Starting at the line below that contains "face in the photo above.", print each line through the end of the records exactly as it appears.
+ + + + +
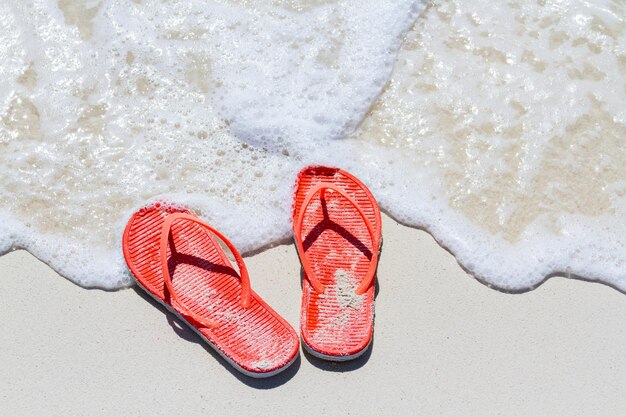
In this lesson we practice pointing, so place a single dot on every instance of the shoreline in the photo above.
(444, 344)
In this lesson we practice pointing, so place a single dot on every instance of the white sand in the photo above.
(444, 345)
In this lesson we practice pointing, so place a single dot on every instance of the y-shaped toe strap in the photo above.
(245, 279)
(317, 285)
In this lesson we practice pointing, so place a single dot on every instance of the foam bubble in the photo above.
(500, 130)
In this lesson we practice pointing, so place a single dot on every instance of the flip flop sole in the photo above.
(255, 340)
(338, 324)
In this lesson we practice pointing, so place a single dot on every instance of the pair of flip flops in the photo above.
(179, 261)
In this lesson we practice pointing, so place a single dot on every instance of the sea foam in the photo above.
(500, 127)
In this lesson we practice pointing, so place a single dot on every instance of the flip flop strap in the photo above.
(243, 271)
(317, 285)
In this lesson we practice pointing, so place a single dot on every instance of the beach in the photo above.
(444, 345)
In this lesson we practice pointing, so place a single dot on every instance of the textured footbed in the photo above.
(336, 241)
(255, 339)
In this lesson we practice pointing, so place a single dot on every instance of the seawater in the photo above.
(499, 127)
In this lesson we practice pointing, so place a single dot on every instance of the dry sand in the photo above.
(444, 345)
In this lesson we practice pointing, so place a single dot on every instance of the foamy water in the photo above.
(500, 127)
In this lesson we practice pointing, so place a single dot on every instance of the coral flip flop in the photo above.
(176, 258)
(337, 231)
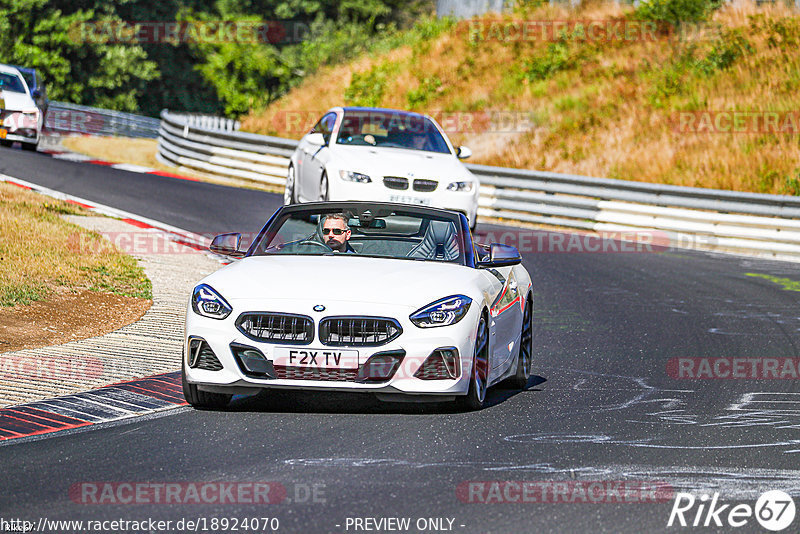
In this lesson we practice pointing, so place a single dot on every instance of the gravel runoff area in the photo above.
(149, 346)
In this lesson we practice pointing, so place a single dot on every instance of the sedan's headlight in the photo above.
(465, 187)
(209, 303)
(350, 176)
(443, 312)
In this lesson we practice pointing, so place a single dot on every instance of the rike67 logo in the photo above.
(774, 510)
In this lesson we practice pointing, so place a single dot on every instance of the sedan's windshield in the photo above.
(11, 82)
(365, 230)
(388, 129)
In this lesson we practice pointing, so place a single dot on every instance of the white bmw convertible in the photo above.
(385, 298)
(381, 155)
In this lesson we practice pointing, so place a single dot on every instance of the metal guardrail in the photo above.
(62, 117)
(707, 219)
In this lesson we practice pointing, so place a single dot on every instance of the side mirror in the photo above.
(227, 245)
(316, 139)
(501, 256)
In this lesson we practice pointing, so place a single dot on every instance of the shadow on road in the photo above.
(324, 402)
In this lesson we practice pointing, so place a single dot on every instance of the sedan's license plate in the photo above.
(405, 199)
(315, 358)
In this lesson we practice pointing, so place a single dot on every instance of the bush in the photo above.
(675, 12)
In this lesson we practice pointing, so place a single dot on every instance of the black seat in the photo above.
(439, 243)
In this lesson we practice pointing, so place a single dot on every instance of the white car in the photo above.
(20, 118)
(381, 155)
(410, 309)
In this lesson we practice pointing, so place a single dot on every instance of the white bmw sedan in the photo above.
(381, 155)
(390, 299)
(20, 119)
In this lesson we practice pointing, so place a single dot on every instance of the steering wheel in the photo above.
(317, 243)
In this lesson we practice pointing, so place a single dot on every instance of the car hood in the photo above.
(400, 162)
(343, 278)
(16, 101)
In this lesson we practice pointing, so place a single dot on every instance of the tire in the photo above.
(290, 193)
(479, 375)
(203, 399)
(323, 187)
(525, 358)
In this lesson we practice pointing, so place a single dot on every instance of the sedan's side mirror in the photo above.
(227, 245)
(316, 139)
(501, 256)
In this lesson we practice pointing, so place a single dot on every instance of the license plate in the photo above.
(405, 199)
(315, 358)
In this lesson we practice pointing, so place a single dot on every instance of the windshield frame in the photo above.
(429, 125)
(276, 221)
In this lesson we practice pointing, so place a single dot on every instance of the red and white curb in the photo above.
(82, 158)
(179, 235)
(123, 400)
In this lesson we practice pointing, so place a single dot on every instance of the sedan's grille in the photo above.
(395, 182)
(358, 331)
(425, 186)
(277, 328)
(208, 360)
(306, 373)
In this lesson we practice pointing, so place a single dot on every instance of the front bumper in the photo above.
(416, 343)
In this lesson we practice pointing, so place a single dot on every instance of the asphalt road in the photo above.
(603, 406)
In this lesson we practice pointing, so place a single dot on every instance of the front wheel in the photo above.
(479, 380)
(203, 399)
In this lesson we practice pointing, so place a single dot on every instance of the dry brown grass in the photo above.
(40, 253)
(604, 115)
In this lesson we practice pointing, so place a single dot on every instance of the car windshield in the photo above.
(388, 129)
(11, 82)
(372, 230)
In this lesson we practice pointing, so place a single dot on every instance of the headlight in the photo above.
(350, 176)
(465, 187)
(209, 303)
(443, 312)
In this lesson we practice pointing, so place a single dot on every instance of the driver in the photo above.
(336, 233)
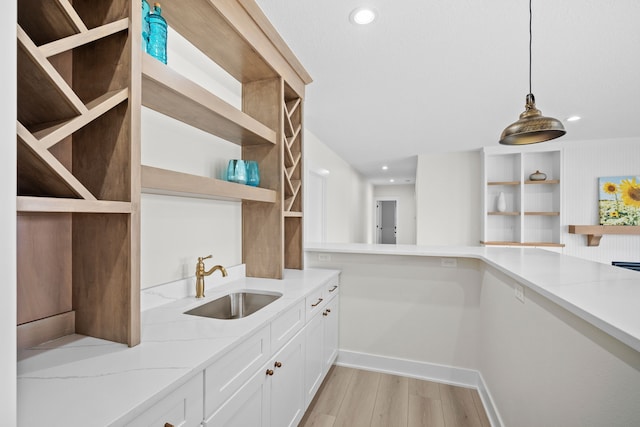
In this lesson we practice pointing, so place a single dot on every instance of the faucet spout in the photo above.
(201, 273)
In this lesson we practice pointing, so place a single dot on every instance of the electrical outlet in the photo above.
(448, 262)
(519, 291)
(324, 257)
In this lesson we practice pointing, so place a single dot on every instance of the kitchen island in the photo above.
(547, 339)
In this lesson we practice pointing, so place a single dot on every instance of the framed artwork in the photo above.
(619, 200)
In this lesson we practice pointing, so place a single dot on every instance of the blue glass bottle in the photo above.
(253, 174)
(241, 172)
(157, 45)
(145, 24)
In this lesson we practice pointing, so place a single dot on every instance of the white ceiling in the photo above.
(450, 75)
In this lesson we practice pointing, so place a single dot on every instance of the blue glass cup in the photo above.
(241, 172)
(253, 174)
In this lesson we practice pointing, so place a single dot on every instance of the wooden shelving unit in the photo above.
(595, 232)
(533, 215)
(78, 169)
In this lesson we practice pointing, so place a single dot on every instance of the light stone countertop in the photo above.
(608, 297)
(83, 381)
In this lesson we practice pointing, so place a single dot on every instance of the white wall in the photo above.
(8, 318)
(448, 199)
(406, 210)
(348, 194)
(584, 162)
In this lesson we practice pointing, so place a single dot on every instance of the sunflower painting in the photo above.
(619, 200)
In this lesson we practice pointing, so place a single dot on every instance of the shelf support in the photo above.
(595, 232)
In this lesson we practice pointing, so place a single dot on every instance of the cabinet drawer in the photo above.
(314, 302)
(225, 376)
(286, 326)
(333, 287)
(183, 407)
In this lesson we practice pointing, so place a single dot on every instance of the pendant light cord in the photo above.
(530, 37)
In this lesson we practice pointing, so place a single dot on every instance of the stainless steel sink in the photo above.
(235, 305)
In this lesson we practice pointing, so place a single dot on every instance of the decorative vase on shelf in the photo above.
(231, 171)
(157, 44)
(538, 176)
(253, 174)
(501, 204)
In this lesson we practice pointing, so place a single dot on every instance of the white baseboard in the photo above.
(425, 371)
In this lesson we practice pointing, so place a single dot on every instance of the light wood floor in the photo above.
(353, 397)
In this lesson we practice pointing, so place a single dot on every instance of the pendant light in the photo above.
(532, 127)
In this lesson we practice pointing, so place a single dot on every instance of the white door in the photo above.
(386, 221)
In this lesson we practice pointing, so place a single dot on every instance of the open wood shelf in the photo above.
(503, 183)
(526, 244)
(546, 181)
(504, 213)
(171, 183)
(52, 204)
(595, 232)
(543, 213)
(170, 93)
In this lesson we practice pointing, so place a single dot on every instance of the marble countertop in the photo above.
(80, 381)
(608, 297)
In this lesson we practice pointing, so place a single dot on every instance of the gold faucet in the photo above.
(201, 273)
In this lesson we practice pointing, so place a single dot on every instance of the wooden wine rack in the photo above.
(78, 172)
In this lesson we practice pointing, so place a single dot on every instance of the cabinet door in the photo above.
(314, 360)
(287, 384)
(247, 407)
(331, 323)
(182, 407)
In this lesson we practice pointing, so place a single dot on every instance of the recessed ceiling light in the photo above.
(362, 16)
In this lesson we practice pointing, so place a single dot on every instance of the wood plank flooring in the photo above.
(353, 397)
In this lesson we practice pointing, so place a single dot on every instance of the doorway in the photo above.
(386, 221)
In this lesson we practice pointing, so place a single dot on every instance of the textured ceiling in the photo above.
(431, 76)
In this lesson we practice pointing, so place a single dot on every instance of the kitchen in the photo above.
(227, 249)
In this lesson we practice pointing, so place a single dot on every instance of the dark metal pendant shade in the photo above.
(532, 127)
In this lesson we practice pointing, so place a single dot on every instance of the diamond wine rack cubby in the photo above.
(292, 141)
(77, 163)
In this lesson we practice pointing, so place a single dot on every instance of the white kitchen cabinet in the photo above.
(330, 340)
(286, 385)
(314, 356)
(181, 408)
(533, 212)
(321, 335)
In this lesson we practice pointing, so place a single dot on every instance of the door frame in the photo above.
(376, 200)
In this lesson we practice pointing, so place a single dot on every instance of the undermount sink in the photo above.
(235, 305)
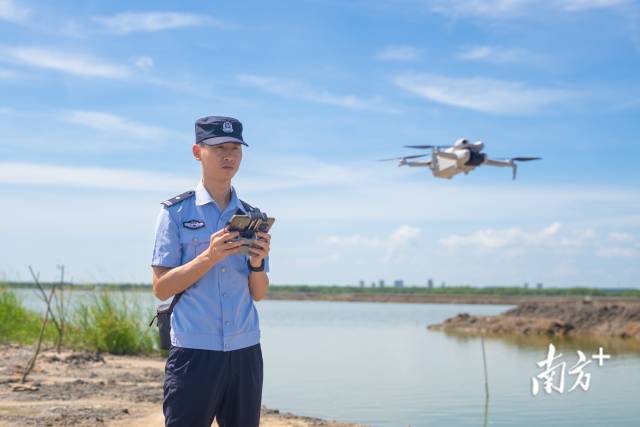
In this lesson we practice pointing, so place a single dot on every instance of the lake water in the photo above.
(377, 364)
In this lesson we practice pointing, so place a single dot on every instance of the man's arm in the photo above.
(258, 280)
(168, 281)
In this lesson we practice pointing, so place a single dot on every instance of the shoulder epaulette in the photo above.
(178, 199)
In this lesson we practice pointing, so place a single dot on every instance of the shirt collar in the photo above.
(203, 197)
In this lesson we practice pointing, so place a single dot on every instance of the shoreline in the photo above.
(92, 389)
(585, 318)
(426, 298)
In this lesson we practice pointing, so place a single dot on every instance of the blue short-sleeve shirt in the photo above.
(216, 312)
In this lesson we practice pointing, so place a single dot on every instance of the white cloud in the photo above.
(402, 237)
(481, 94)
(144, 62)
(581, 5)
(621, 237)
(499, 239)
(10, 11)
(107, 122)
(43, 175)
(514, 8)
(399, 53)
(6, 74)
(63, 62)
(296, 90)
(488, 8)
(128, 22)
(496, 55)
(615, 252)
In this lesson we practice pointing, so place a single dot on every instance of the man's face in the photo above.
(219, 162)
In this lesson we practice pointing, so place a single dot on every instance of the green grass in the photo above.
(111, 324)
(108, 323)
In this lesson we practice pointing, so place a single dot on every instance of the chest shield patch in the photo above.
(193, 224)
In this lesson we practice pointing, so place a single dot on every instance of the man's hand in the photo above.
(221, 245)
(260, 249)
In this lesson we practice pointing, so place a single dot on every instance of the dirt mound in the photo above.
(554, 319)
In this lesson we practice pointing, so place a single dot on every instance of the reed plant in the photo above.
(110, 323)
(18, 324)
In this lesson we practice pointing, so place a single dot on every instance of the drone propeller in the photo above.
(427, 146)
(403, 158)
(525, 159)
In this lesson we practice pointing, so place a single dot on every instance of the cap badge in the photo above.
(193, 224)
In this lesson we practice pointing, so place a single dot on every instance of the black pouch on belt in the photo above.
(163, 321)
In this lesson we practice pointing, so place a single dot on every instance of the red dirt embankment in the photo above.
(596, 318)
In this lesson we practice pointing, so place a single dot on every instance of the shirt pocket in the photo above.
(193, 242)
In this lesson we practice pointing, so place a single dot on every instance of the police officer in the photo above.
(214, 368)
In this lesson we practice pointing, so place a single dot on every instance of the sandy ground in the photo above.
+ + + + +
• **Correct response**:
In this lesson we practice pointing, so place a single dot on every instance of the man's face in the photo above.
(219, 162)
In this lesson we practice pointing, so place a single dot on every instance of the green grass in the photo above.
(111, 324)
(108, 323)
In this lesson we practice pointing, so place a single dot on every instance of the chest shield patch in the photo above.
(193, 224)
In this lesson we practice pointing, so place a single dot on every instance of the man's hand in the photo above.
(221, 245)
(260, 249)
In this lesson we practice pointing, so place a single dot on every instance of the dirt mound in the photo above.
(554, 319)
In this lesson we practice pointing, so place a single dot on every instance of the reed plant in the photo above.
(110, 323)
(18, 324)
In this lesson we practice pointing, so place a single dot on every instance of the drone propeller in the photo above.
(427, 146)
(403, 158)
(525, 159)
In this lesson we practice pointing, so place a single dot on every instance of the cap badge in the photo above.
(193, 224)
In this lesson we practice pointing, so place a single dot on every instance of the black pouch on belt in the photo above.
(163, 321)
In this lesson we practice pointing, so place a single dot on every instance of the red dirt embankment in the photo above.
(596, 318)
In this lesson we practice pointing, so place a single dot on every instance of the shirt pocket in the photo above.
(193, 242)
In this lesson we practice pointing, so place a single dot on every instance of the police officer in the photo above.
(214, 368)
In this lesson we practice pointing, so place a single dot on every instance of the sandy ground in the photo above.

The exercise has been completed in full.